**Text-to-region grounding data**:
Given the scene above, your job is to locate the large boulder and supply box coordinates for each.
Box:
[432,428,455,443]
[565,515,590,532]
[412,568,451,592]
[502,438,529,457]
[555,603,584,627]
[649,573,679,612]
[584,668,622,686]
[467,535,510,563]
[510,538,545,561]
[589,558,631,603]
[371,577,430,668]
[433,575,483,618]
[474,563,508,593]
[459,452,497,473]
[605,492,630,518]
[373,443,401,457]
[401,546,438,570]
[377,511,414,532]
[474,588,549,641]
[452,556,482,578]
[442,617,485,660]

**Exercise brief**: Transcribe every line of the records, keeping each one exact.

**Exercise output**:
Given the scene above, your job is to locate the large boulder and supply box coordinates for each.
Box:
[432,428,455,443]
[565,515,590,532]
[412,568,451,592]
[502,438,529,457]
[555,603,584,627]
[649,573,679,612]
[584,668,622,686]
[467,535,510,563]
[510,538,545,561]
[589,558,631,603]
[371,577,430,668]
[433,575,483,618]
[474,563,508,593]
[459,452,497,473]
[605,492,630,518]
[373,443,401,457]
[401,546,438,570]
[377,511,414,532]
[474,588,549,641]
[452,556,482,578]
[442,617,485,660]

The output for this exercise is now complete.